Os diferentes caminhos percorridos pelos pesquisadores, de diferentes formações acadêmicas, têm sido explorados para o desenvolvimento de um estudo sobre clima urbano que dialogue com o futuro tendencial e seus possíveis desdobramentos, além de conhecer e interpretar a morfologia da cidade existente e suas bases legais.
A pesquisa objetiva contribuir para a implementação de processos de adaptação dos espaços urbanos ao contexto das paisagens em que estão inseridos visando à mitigação de impactos resultantes das mudanças climáticas por meio do debate de algumas argumentações e do estabelecimento das seguintes metas: 

- indicar a relação entre parâmetros socioambientais (urbanísticos), físico-ambientais (geoecológicos) e de conforto no uso dos espaços urbanos, no caso das novas situações climáticas associadas às mudanças climáticas.

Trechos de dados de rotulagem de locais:
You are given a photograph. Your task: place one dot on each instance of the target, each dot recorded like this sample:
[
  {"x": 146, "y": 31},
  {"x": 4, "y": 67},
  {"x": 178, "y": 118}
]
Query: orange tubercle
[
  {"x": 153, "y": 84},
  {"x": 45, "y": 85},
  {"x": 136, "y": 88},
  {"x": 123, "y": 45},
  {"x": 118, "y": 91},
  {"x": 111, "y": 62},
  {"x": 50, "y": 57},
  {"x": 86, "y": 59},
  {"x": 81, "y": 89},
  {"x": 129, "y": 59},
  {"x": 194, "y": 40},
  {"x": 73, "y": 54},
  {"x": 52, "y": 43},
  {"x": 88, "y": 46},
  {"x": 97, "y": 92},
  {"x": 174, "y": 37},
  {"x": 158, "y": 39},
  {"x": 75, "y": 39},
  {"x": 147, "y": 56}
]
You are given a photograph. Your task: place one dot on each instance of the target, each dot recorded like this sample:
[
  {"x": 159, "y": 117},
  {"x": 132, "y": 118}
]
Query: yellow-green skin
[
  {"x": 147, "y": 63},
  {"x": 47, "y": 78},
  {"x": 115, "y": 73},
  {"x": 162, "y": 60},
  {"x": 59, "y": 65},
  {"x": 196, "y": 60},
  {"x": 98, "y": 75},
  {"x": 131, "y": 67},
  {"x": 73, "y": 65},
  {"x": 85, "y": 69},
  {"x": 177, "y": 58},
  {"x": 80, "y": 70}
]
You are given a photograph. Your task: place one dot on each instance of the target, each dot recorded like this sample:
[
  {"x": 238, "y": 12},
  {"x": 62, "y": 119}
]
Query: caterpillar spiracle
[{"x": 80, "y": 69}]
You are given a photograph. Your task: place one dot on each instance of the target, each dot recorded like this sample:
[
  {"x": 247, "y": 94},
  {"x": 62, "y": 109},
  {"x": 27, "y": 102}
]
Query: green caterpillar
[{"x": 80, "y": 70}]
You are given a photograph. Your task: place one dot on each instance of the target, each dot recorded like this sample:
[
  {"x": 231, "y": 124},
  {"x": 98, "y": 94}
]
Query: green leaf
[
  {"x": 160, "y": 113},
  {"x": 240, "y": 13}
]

*Instruções da tarefa*:
Retome o texto sobre clima urbano e escreva a continuação logo após a última frase apresentada.

*Resultado da tarefa*:
- gerar novas concepções de formulação da legislação urbanística e de planos urbanos que considerem os condicionantes climáticos (de conforto e de risco).
- incorporar metodologias de elaboração de cenários tridimensionais conforme aspectos socioambientais (urbanísticos), físico-ambientais (geoecológicos) e de conforto e clima associados.
Tendo como pano de fundo a interpretação crítica da legislação urbanística, serão elencadas hipóteses de dinâmica climática urbana. Com base nos resultados dos novos cenários realizam-se verificações no seu comportamento quanto a conforto urbano. Tem-se como desejável a elaboração de diretrizes gerais para os espaços urbanos, bem como as unidades territoriais de estudo, planejamento e gestão.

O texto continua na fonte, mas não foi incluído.